** Task directions **
Rewrite the entries below from the line containing "Two rules. Place a point on every instance of the ole" through the last line, inclusive, keeping every request and adding 93 to each coordinate in the answers.

** Entries provided **
────────

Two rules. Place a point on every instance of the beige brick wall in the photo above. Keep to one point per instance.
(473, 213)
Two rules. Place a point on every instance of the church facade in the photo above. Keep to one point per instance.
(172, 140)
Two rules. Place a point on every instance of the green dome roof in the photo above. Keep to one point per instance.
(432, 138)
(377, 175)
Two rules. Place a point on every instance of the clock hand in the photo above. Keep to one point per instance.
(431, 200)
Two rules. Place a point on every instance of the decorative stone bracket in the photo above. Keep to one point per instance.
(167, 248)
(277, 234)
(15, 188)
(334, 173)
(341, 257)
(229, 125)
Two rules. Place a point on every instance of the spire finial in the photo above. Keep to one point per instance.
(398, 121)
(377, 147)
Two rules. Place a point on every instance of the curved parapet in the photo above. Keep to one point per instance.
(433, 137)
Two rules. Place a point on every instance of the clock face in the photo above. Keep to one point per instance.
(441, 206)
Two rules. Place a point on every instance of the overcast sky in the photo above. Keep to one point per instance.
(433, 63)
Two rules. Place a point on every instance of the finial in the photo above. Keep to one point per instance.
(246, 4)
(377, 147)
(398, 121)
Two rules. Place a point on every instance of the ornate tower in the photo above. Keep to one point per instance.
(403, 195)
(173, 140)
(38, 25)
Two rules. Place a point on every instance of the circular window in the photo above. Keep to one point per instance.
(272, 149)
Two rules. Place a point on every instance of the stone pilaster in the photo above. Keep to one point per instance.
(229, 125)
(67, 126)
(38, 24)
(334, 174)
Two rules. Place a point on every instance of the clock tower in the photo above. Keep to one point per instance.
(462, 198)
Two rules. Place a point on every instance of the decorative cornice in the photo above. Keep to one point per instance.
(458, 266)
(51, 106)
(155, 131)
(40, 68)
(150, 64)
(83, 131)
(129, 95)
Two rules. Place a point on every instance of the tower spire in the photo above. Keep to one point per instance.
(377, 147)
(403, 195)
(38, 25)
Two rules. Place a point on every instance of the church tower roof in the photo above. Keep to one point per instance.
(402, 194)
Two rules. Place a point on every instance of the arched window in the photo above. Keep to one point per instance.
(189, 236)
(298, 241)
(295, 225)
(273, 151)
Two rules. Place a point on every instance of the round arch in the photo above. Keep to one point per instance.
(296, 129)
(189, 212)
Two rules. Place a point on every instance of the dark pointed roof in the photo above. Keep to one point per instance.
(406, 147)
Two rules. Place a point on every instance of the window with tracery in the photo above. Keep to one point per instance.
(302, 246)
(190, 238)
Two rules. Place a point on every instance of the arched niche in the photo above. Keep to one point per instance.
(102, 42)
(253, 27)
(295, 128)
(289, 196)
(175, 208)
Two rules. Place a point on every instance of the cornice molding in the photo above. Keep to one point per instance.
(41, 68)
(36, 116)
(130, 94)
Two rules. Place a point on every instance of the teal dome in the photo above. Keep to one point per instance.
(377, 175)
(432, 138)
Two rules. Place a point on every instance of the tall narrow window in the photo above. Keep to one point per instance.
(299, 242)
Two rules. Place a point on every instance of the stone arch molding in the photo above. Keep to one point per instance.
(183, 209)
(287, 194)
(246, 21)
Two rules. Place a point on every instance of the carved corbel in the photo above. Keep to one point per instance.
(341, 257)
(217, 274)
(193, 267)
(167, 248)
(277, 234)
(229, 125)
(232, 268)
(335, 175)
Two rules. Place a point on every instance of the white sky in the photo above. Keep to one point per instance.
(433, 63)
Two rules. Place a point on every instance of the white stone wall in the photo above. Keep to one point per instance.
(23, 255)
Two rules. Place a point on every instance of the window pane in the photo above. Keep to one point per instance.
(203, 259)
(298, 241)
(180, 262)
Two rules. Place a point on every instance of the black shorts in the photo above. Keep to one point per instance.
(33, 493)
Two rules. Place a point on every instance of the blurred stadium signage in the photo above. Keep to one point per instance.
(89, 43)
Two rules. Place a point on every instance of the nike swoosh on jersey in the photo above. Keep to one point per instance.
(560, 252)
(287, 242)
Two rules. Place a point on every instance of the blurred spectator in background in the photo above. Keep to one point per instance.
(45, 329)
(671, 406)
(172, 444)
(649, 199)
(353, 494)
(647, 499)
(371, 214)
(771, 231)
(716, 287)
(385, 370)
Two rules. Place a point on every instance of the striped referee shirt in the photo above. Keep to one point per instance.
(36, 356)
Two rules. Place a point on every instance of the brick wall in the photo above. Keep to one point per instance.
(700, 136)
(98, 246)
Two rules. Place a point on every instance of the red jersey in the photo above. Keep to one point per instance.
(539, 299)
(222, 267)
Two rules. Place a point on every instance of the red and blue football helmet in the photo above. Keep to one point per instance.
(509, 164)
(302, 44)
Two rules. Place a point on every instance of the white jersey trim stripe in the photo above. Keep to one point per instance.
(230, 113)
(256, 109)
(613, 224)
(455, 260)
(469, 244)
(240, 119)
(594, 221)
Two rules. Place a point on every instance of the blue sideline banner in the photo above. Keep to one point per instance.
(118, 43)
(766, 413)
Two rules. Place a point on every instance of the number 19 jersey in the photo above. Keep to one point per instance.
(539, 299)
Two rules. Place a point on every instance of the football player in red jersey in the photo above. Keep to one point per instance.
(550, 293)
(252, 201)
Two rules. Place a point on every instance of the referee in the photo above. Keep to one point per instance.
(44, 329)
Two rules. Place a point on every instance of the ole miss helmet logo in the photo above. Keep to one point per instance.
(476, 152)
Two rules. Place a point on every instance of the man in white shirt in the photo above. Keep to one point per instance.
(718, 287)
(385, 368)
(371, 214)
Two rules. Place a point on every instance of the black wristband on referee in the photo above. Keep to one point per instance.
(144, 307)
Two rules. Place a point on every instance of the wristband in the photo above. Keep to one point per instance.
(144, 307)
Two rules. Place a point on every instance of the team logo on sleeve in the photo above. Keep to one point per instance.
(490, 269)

────────

** Result of this task **
Two rules. Place a point on every instance of the ole miss helmet logo in the photo above. Keep to one point per instance.
(569, 245)
Two rules. Place a point on every instance of the man in white shirt in the photo above. Keep to one point per instance.
(811, 380)
(478, 461)
(464, 307)
Two rules. Place a point on every instance of the black wristband on referee in the photo above. Keep to one point per instance.
(237, 400)
Two rules. Place a point on every instance of the wristband in the photo above. Keep to one point per instance.
(237, 400)
Two rules. Place a point on every instance of the team logo on sleeve in the photo above. Keep to one point per instance.
(583, 362)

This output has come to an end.